- _Exercise objective_
Exclude the pictures, then copy all remaining records exactly.
....
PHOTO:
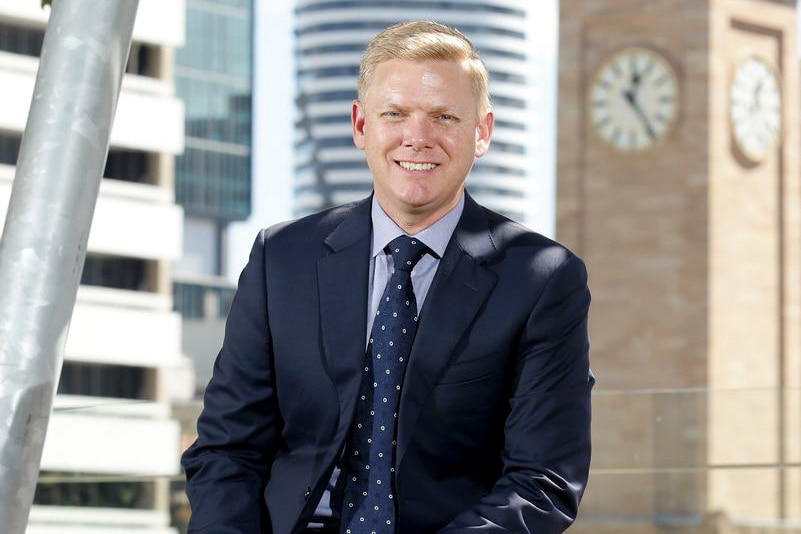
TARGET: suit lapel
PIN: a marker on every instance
(458, 291)
(342, 285)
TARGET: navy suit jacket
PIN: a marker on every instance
(494, 418)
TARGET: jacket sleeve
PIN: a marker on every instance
(547, 433)
(228, 466)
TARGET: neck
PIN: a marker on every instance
(414, 221)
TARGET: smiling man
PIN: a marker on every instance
(410, 363)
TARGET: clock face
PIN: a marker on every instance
(755, 108)
(634, 99)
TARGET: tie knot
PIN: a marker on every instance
(406, 252)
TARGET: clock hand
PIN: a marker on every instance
(631, 98)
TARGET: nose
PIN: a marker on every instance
(418, 133)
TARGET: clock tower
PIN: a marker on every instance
(679, 184)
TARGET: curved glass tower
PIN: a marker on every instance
(331, 35)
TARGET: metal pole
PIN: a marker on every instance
(43, 247)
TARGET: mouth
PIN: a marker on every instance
(412, 166)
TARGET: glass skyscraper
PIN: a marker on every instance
(331, 35)
(214, 77)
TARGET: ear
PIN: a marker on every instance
(357, 119)
(484, 133)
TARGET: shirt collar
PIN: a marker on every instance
(435, 237)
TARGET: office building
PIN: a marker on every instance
(111, 444)
(214, 78)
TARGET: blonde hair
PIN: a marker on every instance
(425, 40)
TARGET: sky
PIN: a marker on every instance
(273, 114)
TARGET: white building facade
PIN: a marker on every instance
(112, 445)
(330, 37)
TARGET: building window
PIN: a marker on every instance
(9, 148)
(128, 165)
(115, 272)
(104, 380)
(71, 489)
(143, 60)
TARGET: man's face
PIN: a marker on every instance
(420, 130)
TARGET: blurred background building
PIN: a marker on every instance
(330, 38)
(679, 184)
(112, 443)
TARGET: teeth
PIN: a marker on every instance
(409, 166)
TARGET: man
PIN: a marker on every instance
(411, 363)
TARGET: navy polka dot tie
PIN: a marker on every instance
(369, 497)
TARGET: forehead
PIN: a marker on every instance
(434, 81)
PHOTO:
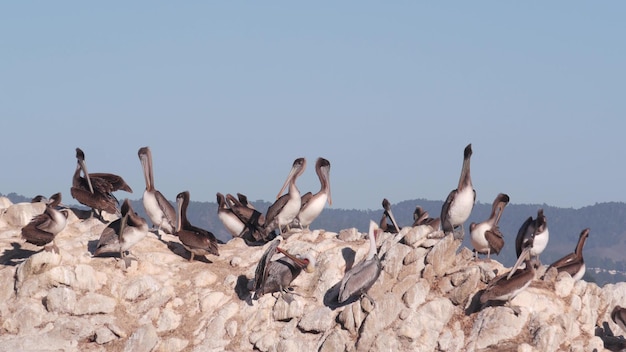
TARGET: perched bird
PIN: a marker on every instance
(311, 205)
(229, 219)
(252, 219)
(421, 217)
(486, 237)
(537, 229)
(574, 263)
(388, 215)
(96, 190)
(505, 287)
(460, 202)
(362, 276)
(43, 228)
(286, 207)
(618, 315)
(277, 275)
(196, 240)
(158, 208)
(122, 234)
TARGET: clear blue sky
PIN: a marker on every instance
(227, 94)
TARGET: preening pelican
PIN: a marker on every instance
(486, 237)
(574, 263)
(277, 275)
(43, 228)
(96, 190)
(158, 208)
(196, 240)
(287, 206)
(460, 202)
(362, 276)
(122, 234)
(311, 206)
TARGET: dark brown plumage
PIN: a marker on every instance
(277, 275)
(196, 240)
(95, 190)
(43, 228)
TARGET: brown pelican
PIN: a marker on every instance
(421, 217)
(287, 206)
(486, 236)
(277, 275)
(196, 240)
(158, 208)
(311, 206)
(123, 233)
(505, 287)
(244, 200)
(362, 276)
(229, 219)
(458, 206)
(537, 229)
(618, 315)
(96, 190)
(43, 228)
(252, 219)
(574, 263)
(387, 214)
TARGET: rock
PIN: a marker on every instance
(442, 255)
(60, 300)
(94, 303)
(317, 320)
(144, 339)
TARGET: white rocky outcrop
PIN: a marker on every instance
(424, 300)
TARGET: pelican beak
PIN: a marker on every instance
(303, 263)
(523, 256)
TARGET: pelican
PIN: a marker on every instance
(537, 229)
(458, 206)
(43, 228)
(196, 240)
(277, 275)
(158, 208)
(618, 315)
(312, 206)
(287, 206)
(574, 263)
(96, 190)
(362, 276)
(486, 236)
(244, 200)
(122, 234)
(229, 219)
(387, 214)
(421, 217)
(505, 287)
(252, 219)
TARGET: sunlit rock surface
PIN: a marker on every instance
(426, 298)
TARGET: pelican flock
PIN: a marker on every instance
(278, 268)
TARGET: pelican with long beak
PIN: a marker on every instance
(287, 206)
(196, 240)
(95, 190)
(486, 237)
(43, 228)
(362, 276)
(460, 202)
(388, 215)
(311, 206)
(574, 263)
(158, 208)
(505, 287)
(277, 275)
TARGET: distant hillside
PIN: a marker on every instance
(604, 248)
....
- _Worked solution_
PHOTO:
TARGET: suit lapel
PIN: a marker on every instance
(458, 291)
(342, 285)
TARGET: navy suit jacket
PIN: a marker on every instance
(494, 418)
TARGET: jacket sleeve
PIN: a marker on every instance
(547, 433)
(228, 466)
TARGET: neck
PIN: a marker on every instance
(414, 221)
TARGET: smiling man
PIN: a marker on every instance
(410, 363)
TARGET: clock face
PIN: a marker on every instance
(755, 108)
(634, 99)
TARGET: tie knot
PIN: a marker on every instance
(406, 252)
TARGET: clock hand
PIN: a marker on every instance
(631, 98)
TARGET: nose
PIN: a marker on every instance
(418, 133)
TARGET: clock tower
PIN: a marker on every instance
(679, 184)
TARGET: curved glass tower
PIN: a marker on every instance
(331, 35)
TARGET: metal pole
PIN: a marker on every instance
(43, 247)
TARGET: mouth
PIN: a marker on every instance
(412, 166)
TARGET: glass skyscraper
PIN: a marker on every instance
(331, 35)
(214, 77)
TARGET: ear
PIN: a marker on every instance
(357, 119)
(484, 133)
TARGET: shirt collar
PIN: a marker on every instance
(435, 237)
TARGET: office building
PIN: a marker on every instance
(111, 444)
(214, 78)
TARGET: blonde hair
PIN: a marker on every instance
(425, 40)
TARGET: sky
PIN: a marker on every instance
(273, 114)
TARGET: white building facade
PIN: a marker on every instance
(112, 445)
(330, 37)
TARGET: building window
PIN: a marker on every instance
(9, 148)
(128, 165)
(115, 272)
(104, 380)
(71, 489)
(143, 60)
TARGET: man's face
PIN: a marker on every instance
(420, 130)
TARGET: blurred background building
PIN: a marker on every instance
(330, 38)
(679, 184)
(112, 443)
TARGET: teeth
PIN: a marker on every instance
(409, 166)
TARGET: man
PIN: a marker on every instance
(411, 363)
TARGET: navy polka dot tie
PIN: a marker on every instance
(369, 497)
TARGET: forehead
PIN: a marker on every instance
(434, 81)
PHOTO:
TARGET: perched bird
PIN: a marker on every instance
(311, 205)
(229, 219)
(252, 219)
(421, 217)
(486, 237)
(537, 229)
(574, 263)
(388, 215)
(96, 190)
(505, 287)
(460, 202)
(362, 276)
(43, 228)
(286, 207)
(618, 315)
(277, 275)
(196, 240)
(158, 208)
(122, 234)
TARGET: clear blue sky
PIN: a marker on every instance
(227, 94)
TARGET: preening pelican
PIN: a marker on every instance
(486, 237)
(574, 263)
(277, 275)
(43, 228)
(96, 190)
(158, 208)
(196, 240)
(287, 206)
(460, 202)
(362, 276)
(122, 234)
(311, 206)
TARGET: dark brown plumage
PIN: a marker on every instance
(277, 275)
(196, 240)
(95, 190)
(43, 228)
TARGET: brown pelican
PIN: a marker on every instance
(421, 217)
(287, 206)
(486, 236)
(277, 275)
(196, 240)
(158, 208)
(311, 206)
(123, 233)
(505, 287)
(244, 200)
(362, 276)
(229, 219)
(458, 206)
(537, 229)
(618, 315)
(96, 190)
(43, 228)
(252, 219)
(574, 263)
(387, 214)
TARGET: rock
PIN: a marker on every instance
(442, 255)
(60, 300)
(94, 303)
(317, 320)
(144, 339)
TARGET: white rocky outcrop
PIN: a marker on every instance
(424, 300)
TARGET: pelican beak
PIN: a marker on every instance
(303, 263)
(523, 256)
TARGET: pelican
PIN: a marker on every instance
(537, 229)
(458, 206)
(43, 228)
(196, 240)
(277, 275)
(158, 208)
(618, 315)
(312, 206)
(287, 206)
(574, 263)
(96, 190)
(362, 276)
(486, 236)
(244, 200)
(122, 234)
(229, 219)
(387, 214)
(421, 217)
(505, 287)
(252, 219)
TARGET: sunlit rock surface
PIN: a marker on every instance
(426, 298)
TARGET: pelican flock
PIN: a marker on every instance
(278, 268)
TARGET: pelican with long beak
PIN: a marker on every instance
(287, 206)
(196, 240)
(95, 190)
(486, 237)
(43, 228)
(362, 276)
(460, 202)
(388, 215)
(311, 206)
(574, 263)
(158, 208)
(505, 287)
(277, 275)
TARGET: distant hillside
PIN: a marker on every instance
(604, 248)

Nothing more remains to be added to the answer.